Consignes:
a – Recopiez le texte sur l'effet Pygmalion de « Ils constatèrent d'ailleurs » à « dans toute classe) » en changeant « élèves » en « écoliers ».
b – D'après le texte sur l'effet Pygmalion, à quelle étude ressemblent les recherches qui ont utilisé les attentes naturellement établies par les enseignants dans leur salle de classe ?

Globalement, il existe deux types d’études sur l’effet Pygmalion. Les premières,à l’image de celle de Rosenthal et Jacobson (1968) ont consisté à induire des attentes chez les enseignants en leur fournissant des informations erronées sur les élèves (comme des résultats falsifiés à des tests). Le second type

d’études, similaires à celle de Rist (1970), a utilisé les attentes naturellement établies par les enseignants dans leur salle de classe. Dans toutes ces recherches, il a été démontrée qu’une croyance ou attente d’un enseignant à l’égard d’un élève modifiait l’attitude du premier à l’égard du second, qui au bout du compte tendait à se conformer à la croyance de l’enseignant.

 

Malheureusement, les attentes de l’enseignant peuvent aussi être influencées par d’autres facteurs moins fiables, comme par exemple la performance des frères et sœurs ou des généralisations abusives basées sur les caractéristiques stéréotypiques associées à certains groupes sociaux. Dans ce dernier cas, des recherches ont démontré qu’une partie des attentes de l’enseignant pouvait reposer sur l’attractivité physique, le sexe, et l’origine ethnique ou sociale des élèves

 

Autre test :

En début d’année, les auteurs annoncèrent la liste des élèves retenus comme étant précoces, aux professeurs, à la suite d'un pré-test de performance banal assigné à tous les enfants (ces élèves étaient en fait pris au hasard, certains bons, d’autres moyens ou mauvais). Ce faisant, Rosenthal et Jacobson créaient chez les professeurs une « attente » concernant les futurs progrès des élèves : soit une « attente positive », soit, « pas d’attente ». Les auteurs partaient de l'hypothèse suivante : en indiquant au professeur qu'un élève est précoce et peut réaliser d'énormes progrès durant l'année (que ce soit vrai ou non), on va développer chez ce professeur un état mental positif  visant cet élève : une certaine forme de préjugé basée sur une connaissance censée être valide.

 

Ils constatèrent d'ailleurs :

 

  • Que tous les élèves présentés comme précoces avaient progressé significativement, qu'ils aient eu un mauvais résultat, ou un bon, au premier test!
  • Des relations préférentielles entre ces élèves et les enseignants
  • Des systèmes de communication dans lesquels ces enfants désignés ont eu un rôle plus important que les élèves non désignés comme précoces (ces systèmes par exemple, garder la classe, gérer les activités, etc... se mettaient en place le long de l'année, comme dans toute classe)

Jeu de données:

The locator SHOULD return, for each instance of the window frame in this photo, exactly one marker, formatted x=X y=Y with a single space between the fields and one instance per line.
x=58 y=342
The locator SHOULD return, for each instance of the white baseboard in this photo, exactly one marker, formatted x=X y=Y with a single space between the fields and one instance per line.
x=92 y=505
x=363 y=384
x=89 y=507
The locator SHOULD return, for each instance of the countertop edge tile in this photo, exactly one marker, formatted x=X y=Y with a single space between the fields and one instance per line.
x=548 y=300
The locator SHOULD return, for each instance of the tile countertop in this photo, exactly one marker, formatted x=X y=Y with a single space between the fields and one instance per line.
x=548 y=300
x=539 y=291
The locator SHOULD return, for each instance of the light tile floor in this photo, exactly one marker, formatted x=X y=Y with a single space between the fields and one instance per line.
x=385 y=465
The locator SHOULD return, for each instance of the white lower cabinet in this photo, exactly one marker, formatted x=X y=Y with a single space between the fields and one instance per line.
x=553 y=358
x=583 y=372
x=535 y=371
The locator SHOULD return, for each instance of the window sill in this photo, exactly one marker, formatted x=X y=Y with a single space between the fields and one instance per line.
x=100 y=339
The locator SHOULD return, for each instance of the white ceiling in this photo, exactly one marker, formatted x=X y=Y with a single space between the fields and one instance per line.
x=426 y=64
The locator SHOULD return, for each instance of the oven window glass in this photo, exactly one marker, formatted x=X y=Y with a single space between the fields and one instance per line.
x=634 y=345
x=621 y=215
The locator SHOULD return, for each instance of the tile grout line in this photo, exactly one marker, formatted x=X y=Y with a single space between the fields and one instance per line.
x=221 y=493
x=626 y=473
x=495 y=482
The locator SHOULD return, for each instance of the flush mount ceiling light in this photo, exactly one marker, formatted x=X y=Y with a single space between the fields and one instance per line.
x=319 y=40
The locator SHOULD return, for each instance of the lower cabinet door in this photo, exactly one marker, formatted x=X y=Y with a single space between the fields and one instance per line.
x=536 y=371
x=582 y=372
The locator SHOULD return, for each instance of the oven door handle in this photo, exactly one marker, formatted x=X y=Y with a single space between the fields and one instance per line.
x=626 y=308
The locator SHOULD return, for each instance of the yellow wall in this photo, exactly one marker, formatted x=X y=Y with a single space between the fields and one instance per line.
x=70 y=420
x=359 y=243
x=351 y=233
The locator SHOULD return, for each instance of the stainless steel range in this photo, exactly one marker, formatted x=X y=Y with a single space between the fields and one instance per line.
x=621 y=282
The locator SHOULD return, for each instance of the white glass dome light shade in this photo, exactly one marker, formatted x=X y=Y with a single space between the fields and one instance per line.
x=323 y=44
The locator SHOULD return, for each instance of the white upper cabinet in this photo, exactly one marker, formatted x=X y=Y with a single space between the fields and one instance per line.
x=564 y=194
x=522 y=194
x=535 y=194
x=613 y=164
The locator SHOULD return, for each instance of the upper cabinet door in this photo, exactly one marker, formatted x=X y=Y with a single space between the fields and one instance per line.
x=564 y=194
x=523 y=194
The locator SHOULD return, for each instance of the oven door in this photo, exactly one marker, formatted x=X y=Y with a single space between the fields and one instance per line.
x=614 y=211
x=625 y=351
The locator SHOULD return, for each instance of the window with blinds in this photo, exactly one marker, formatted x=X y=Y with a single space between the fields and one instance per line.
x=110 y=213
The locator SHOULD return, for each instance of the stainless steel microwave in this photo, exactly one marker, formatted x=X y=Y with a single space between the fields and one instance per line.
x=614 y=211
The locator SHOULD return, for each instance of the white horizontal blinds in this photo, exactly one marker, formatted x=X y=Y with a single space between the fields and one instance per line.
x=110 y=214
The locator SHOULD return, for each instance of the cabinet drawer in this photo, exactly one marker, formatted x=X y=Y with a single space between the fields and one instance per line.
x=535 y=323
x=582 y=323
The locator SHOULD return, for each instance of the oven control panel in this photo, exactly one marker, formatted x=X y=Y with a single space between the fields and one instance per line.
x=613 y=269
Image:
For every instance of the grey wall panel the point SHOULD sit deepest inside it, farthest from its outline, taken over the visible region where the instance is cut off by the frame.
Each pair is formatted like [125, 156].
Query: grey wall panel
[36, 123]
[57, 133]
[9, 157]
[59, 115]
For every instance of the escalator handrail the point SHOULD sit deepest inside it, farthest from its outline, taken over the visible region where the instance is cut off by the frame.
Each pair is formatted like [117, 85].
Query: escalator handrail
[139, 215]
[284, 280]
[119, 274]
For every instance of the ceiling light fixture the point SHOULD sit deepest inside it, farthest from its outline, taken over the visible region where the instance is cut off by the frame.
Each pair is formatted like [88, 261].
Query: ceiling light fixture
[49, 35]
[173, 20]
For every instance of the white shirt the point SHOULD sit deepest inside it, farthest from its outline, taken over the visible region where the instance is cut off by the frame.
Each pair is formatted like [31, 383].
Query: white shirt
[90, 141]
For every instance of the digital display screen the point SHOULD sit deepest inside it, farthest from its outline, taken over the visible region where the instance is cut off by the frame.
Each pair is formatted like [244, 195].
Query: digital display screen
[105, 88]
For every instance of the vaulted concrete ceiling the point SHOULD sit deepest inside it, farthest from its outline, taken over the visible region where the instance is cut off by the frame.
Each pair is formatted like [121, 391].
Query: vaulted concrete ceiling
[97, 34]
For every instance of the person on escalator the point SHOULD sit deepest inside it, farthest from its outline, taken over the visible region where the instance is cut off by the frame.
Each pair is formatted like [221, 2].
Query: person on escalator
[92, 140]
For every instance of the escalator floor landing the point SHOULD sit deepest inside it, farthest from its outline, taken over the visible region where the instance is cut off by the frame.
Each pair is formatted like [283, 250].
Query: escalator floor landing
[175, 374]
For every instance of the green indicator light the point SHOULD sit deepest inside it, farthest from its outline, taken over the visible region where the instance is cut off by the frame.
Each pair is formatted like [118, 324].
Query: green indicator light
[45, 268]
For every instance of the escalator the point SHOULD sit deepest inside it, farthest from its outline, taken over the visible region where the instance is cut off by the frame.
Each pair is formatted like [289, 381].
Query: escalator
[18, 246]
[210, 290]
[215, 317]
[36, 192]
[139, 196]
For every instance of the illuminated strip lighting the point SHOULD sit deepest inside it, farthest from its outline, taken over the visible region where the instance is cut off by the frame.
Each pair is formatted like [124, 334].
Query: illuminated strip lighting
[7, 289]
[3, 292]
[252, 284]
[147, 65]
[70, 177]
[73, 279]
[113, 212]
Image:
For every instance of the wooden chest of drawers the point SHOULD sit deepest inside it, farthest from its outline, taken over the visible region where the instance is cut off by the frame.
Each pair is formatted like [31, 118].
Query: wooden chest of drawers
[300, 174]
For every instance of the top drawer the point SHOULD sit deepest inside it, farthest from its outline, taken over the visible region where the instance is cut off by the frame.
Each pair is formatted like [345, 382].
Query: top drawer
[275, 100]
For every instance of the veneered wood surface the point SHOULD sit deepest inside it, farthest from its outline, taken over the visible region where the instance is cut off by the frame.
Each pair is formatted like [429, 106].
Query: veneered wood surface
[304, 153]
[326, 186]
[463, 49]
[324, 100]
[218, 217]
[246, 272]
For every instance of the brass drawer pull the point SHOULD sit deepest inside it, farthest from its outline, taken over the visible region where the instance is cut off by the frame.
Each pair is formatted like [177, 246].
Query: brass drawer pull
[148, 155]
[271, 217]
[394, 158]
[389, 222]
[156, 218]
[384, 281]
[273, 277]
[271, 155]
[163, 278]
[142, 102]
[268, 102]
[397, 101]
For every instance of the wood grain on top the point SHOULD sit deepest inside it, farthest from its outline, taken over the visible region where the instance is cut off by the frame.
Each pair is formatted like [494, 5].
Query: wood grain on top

Corrigés:
a –
Ils constatèrent d'ailleurs :

 

  • Que tous les écoliers présentés comme précoces avaient progressé significativement, qu'ils aient eu un mauvais résultat, ou un bon, au premier test!
  • Des relations préférentielles entre ces écoliers et les enseignants
  • Des systèmes de communication dans lesquels ces enfants désignés ont eu un rôle plus important que les écoliers non désignés comme précoces (ces systèmes par exemple, garder la classe, gérer les activités, etc... se mettaient en place le long de l'année, comme dans toute classe)

b – À celle de Rist (1970).